[Dataset items]
◆ ◆ ◆ ◆

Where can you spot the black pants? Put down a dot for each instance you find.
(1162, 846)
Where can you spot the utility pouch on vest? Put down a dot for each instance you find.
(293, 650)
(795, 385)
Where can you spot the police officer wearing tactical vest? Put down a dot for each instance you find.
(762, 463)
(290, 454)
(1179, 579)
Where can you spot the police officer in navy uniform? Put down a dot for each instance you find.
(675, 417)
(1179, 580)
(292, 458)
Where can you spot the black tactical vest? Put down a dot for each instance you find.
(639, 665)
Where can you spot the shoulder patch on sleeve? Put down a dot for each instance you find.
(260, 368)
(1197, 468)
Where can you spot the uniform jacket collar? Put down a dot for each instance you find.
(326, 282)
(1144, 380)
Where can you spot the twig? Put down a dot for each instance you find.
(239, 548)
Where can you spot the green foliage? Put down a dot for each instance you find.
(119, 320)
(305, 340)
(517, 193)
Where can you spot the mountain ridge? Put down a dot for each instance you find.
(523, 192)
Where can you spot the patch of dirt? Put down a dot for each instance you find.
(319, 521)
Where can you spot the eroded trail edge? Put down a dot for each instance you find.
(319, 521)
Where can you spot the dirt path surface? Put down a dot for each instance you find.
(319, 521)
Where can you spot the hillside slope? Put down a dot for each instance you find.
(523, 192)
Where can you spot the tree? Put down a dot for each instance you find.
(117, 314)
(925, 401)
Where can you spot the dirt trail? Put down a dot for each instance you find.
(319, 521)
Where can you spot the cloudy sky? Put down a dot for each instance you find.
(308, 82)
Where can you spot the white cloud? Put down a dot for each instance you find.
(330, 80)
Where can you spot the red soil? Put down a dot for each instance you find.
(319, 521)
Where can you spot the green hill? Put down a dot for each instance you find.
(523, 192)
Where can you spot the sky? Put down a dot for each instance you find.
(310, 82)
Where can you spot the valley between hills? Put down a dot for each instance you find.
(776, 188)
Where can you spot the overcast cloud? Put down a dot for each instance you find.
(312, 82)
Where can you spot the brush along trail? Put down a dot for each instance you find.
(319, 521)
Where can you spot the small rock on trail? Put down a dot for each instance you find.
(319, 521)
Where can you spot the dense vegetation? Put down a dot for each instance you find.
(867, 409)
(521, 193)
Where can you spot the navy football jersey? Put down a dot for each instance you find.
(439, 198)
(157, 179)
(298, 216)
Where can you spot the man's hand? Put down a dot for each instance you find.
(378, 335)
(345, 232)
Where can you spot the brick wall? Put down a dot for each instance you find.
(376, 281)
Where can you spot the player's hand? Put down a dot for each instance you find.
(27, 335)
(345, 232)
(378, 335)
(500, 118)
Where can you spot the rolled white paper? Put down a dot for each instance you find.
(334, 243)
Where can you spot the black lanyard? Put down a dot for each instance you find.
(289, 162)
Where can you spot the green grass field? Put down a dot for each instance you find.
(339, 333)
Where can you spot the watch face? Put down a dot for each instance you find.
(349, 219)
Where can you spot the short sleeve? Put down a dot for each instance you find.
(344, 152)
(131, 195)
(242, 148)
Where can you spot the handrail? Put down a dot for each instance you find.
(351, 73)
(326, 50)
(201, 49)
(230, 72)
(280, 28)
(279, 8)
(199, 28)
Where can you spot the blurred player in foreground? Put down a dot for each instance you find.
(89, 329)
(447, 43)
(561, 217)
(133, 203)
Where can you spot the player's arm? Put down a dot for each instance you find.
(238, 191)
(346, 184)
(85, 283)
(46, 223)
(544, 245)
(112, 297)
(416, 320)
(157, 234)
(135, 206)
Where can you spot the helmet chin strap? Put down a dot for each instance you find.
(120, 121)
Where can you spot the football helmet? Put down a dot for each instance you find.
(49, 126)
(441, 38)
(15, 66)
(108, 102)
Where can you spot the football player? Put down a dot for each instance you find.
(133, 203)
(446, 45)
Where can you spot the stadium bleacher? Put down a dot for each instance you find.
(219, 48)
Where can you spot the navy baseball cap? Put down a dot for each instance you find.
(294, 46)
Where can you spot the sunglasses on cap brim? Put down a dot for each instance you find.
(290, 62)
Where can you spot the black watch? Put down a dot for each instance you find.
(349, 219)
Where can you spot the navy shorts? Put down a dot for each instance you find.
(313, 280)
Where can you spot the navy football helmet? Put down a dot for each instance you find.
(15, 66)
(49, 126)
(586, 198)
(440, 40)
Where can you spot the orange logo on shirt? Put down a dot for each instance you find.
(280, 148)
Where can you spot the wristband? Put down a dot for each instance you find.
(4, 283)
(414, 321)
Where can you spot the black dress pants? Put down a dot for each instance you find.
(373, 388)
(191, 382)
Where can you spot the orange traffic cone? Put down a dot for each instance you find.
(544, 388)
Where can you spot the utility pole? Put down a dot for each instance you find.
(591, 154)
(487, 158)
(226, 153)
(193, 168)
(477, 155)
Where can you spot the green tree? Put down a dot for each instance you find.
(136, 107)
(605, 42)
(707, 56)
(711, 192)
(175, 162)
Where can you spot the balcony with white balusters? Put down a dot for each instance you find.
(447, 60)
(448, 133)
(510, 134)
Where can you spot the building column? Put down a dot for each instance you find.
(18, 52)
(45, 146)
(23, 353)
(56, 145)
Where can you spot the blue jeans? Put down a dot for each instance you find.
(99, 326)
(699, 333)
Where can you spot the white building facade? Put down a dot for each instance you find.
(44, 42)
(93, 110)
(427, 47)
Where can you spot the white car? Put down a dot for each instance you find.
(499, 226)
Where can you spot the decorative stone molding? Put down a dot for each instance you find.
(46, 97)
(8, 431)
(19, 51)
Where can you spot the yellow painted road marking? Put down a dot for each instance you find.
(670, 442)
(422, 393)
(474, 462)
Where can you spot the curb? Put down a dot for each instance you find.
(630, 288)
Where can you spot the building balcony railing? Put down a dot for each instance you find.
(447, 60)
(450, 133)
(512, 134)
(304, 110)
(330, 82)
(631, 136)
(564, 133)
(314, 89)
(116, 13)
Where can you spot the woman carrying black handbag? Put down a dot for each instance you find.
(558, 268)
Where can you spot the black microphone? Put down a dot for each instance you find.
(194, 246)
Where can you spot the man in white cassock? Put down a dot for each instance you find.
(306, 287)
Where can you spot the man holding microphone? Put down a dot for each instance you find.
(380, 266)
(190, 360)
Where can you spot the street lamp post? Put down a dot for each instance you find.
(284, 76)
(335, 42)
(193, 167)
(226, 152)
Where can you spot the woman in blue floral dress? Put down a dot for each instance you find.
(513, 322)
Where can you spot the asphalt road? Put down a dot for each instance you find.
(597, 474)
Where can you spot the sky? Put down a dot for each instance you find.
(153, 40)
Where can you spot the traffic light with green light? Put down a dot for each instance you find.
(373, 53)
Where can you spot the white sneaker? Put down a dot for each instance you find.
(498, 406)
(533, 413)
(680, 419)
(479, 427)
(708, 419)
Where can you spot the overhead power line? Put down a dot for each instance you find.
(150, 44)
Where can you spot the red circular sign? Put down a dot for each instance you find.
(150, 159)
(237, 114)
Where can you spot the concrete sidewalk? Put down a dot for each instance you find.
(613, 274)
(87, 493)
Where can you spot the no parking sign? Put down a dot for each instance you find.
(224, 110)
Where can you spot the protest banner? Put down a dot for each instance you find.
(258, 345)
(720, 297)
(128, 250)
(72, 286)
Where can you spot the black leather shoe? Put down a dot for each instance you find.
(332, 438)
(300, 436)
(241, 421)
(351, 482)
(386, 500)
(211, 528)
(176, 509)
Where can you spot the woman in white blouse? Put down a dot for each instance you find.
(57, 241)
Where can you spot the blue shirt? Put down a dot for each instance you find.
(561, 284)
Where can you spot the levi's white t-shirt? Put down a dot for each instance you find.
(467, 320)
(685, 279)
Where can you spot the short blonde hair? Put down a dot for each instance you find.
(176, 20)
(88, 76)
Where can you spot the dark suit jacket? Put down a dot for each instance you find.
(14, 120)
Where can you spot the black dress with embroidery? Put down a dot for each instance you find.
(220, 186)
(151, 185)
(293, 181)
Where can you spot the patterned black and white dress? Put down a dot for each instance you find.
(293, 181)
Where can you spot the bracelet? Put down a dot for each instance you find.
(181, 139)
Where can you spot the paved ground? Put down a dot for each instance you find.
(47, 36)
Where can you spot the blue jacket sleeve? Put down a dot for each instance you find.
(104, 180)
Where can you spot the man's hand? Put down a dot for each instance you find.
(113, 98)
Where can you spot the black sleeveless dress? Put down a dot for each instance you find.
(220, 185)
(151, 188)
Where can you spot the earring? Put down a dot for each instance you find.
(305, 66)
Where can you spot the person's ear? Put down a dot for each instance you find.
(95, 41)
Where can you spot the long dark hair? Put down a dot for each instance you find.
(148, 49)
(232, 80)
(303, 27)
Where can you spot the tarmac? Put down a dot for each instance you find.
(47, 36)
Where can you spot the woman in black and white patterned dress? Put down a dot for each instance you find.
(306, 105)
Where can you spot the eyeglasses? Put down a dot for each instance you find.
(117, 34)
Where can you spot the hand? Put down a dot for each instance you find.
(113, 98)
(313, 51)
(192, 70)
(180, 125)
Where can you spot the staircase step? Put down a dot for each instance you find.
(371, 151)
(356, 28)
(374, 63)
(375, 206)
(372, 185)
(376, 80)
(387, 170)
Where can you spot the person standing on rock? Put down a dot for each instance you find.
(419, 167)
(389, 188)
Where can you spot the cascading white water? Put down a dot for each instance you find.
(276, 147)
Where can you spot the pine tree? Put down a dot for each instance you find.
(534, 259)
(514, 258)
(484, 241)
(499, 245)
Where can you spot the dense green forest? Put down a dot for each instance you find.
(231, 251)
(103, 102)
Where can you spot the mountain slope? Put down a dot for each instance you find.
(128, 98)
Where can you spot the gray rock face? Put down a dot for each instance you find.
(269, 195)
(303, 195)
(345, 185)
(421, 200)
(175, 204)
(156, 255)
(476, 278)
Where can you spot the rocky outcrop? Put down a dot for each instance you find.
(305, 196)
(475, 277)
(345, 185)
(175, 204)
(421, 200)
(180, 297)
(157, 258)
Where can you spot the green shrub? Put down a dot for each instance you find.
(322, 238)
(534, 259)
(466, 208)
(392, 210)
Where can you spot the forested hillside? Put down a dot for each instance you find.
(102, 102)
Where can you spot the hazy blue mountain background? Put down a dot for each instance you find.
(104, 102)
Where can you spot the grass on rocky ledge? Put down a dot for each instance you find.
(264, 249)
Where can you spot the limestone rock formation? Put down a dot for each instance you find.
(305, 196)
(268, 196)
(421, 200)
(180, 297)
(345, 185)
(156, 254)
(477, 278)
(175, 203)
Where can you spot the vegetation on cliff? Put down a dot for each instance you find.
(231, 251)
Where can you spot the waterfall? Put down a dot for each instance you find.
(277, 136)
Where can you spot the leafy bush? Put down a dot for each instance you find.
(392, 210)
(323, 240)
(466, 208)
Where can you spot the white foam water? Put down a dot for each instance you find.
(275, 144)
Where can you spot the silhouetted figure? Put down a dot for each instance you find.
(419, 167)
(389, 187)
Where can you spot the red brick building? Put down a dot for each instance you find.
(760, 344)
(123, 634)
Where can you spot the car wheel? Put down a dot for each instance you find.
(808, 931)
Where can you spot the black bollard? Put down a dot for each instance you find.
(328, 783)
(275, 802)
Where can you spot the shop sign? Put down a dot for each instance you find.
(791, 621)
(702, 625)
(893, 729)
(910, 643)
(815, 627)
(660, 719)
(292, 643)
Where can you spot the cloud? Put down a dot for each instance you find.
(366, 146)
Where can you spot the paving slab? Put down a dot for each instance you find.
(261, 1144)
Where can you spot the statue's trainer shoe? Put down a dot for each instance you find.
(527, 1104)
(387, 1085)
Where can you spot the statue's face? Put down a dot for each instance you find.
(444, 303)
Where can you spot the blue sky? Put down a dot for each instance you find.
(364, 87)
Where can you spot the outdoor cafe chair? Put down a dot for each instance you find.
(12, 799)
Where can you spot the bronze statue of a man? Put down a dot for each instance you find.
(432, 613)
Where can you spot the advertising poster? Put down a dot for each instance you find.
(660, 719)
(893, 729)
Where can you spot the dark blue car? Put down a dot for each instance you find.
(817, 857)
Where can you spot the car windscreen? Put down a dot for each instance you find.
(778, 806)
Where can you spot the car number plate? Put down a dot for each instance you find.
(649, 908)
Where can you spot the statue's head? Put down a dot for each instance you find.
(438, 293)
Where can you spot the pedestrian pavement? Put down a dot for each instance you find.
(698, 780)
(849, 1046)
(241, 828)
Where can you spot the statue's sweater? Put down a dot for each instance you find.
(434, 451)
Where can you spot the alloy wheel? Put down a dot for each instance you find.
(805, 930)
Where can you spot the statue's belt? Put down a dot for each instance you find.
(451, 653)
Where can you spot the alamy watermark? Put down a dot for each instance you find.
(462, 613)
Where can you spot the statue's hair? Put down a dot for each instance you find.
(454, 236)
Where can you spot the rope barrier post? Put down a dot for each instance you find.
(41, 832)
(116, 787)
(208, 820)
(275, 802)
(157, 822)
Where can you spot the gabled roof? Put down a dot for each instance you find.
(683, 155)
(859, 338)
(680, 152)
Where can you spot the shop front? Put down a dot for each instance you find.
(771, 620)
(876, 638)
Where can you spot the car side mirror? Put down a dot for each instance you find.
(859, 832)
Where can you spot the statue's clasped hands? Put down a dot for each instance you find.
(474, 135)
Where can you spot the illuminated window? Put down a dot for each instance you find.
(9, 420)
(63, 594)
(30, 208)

◆ ◆ ◆ ◆

DIRECTIONS FOR THIS TASK:
Repeat only the stretch of lines starting at the one containing "Where can you spot the statue's head?" and running to the final line of the entries above.

FULL SOLUTION:
Where can you spot the statue's head? Put down a dot for each instance you find.
(438, 293)
Where can you spot the pedestrian pavement? Put down a dot for each instance you find.
(698, 780)
(849, 1046)
(241, 828)
Where can you spot the statue's sweater? Put down a dot for each instance you find.
(434, 451)
Where can you spot the alloy wheel? Put down a dot for each instance you find.
(805, 930)
Where can you spot the statue's belt? Put down a dot for each instance you find.
(451, 653)
Where can you spot the alamy watermark? Put down a dot for each instance you find.
(462, 613)
Where can you spot the statue's hair? Put down a dot for each instance you find.
(454, 236)
Where can you spot the rope barrier post? Put down a dot for each instance you find.
(41, 832)
(116, 787)
(208, 820)
(275, 802)
(157, 822)
Where can you spot the gabled roof? Put down a dot for each instance you find.
(683, 155)
(859, 338)
(680, 152)
Where can you spot the shop front? Put down a dot for each instance you find.
(771, 620)
(876, 638)
Where can you spot the car side mirror? Put down a dot for each instance you find.
(859, 832)
Where can you spot the statue's clasped hands? Put down a dot for each instance you find.
(474, 135)
Where can you spot the illuminated window? Put down a dot for each instance you find.
(9, 420)
(63, 594)
(30, 208)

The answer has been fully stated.